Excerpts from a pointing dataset
---------------
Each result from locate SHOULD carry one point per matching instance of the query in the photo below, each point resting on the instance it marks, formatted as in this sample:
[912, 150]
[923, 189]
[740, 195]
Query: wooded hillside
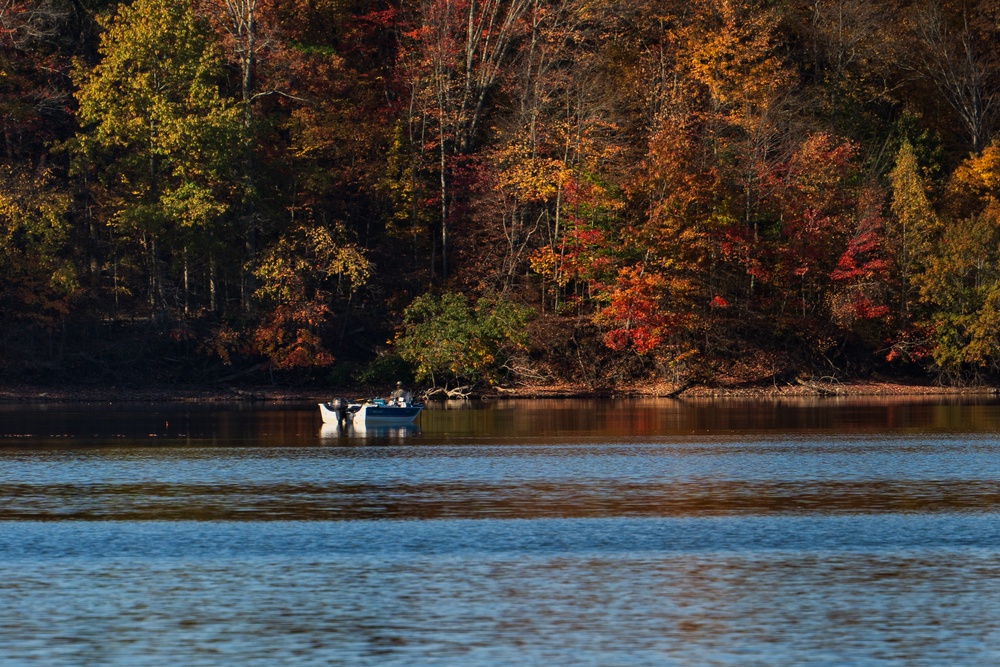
[499, 191]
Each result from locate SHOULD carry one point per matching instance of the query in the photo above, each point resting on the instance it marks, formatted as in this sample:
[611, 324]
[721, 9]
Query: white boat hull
[371, 414]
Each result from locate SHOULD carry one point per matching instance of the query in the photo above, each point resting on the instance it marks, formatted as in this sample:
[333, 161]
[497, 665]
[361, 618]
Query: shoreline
[22, 393]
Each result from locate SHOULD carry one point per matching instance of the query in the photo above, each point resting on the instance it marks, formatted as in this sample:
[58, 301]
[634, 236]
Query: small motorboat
[376, 411]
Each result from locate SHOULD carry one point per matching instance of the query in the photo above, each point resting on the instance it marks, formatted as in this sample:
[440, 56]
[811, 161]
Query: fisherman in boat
[401, 396]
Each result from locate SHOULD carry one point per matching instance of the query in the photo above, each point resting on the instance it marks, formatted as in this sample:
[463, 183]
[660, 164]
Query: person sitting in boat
[401, 396]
---------------
**EXERCISE AIM:**
Can you rewrite all of the records above with "locate" replaced by "find" everywhere, keeping everything else the same and leaving the pictures out?

**SOLVED PROBLEM:**
Each result from find SHOULD carry one point per matching instance of the query in the photo below, each point resting on the instance it marks, formatted as in this sample:
[912, 150]
[923, 189]
[740, 195]
Query: wooded hillside
[499, 191]
Each result from find SHOULD carry one point per matching instance of the query in the photo above, each point resting on the instance it marks, formatted as in this sample:
[611, 324]
[721, 9]
Query: white boat hull
[371, 414]
Each result from find SHOULD carry one point per matching instance of the query in the photo above, each point resting on the instance it marks, formatted as in this sample:
[333, 161]
[497, 665]
[361, 618]
Query: shoreline
[22, 393]
Each result from find SHOULD carry one point per matching instance of the query in the photo above, each point resting on the instance it marks, formatted as in this sample:
[58, 301]
[634, 236]
Query: small motorboat
[376, 411]
Each result from find SHOULD carry one point per matching instance of the query in the photo above, each point resting on the instance it marks, formatted as in this sample:
[440, 56]
[811, 161]
Query: fisherman in boat
[401, 396]
Each result from find SHOULD carry one point per matching instance of the query in the photo above, each point resting on the instance it marks, formatted as in this sample:
[463, 183]
[660, 164]
Query: person sitting in boat
[401, 396]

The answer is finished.